→ Dataset
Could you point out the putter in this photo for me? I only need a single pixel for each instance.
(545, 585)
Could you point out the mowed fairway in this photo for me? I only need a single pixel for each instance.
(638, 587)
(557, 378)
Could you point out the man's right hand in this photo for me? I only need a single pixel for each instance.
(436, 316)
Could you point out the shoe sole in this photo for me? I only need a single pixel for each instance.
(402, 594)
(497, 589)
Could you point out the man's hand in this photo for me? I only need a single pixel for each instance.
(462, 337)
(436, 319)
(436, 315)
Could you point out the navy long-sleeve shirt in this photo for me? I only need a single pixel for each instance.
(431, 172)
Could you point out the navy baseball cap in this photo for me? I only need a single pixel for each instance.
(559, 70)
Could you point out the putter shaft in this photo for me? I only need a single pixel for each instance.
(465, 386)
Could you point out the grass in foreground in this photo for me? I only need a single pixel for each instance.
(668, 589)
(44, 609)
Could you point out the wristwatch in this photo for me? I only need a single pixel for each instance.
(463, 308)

→ Objective
Rewrite all the records above line for line, keeping every line. Shift each coordinate pair in the answers by adding 26 to both numbers.

→ Solution for this problem
Could you point out the putter in this photo for me? I only need a single pixel for each instance.
(571, 611)
Could you point out the mowed fairway in this photo for me? I only need a single pixel for each instance.
(664, 613)
(583, 404)
Could you point out the man's right hand in this photo for me? I only need a single pixel for each instance.
(462, 342)
Could you point out the shoe sole in this photo for me? I only need a single pixel for each instance.
(428, 620)
(523, 615)
Could you point out the man's hand in this photo for me? I only need a single pixel for each instance.
(488, 363)
(462, 345)
(462, 341)
Could you point out the navy long-sleeve shirt in this photo for me? I only need a single pixel for each instance.
(457, 198)
Could you point out the navy baseball cap in this photo for me? I only need a single pixel for each instance.
(585, 96)
Could you point out the putter shaft in this photo for me? I only need a single pixel for each instance.
(491, 412)
Could you point out the grass in foreground in this photo for me? I only need a single pixel for each instance.
(694, 615)
(70, 635)
Could you point out the wristwatch in this photo for me? I only need a single pixel for each instance.
(489, 334)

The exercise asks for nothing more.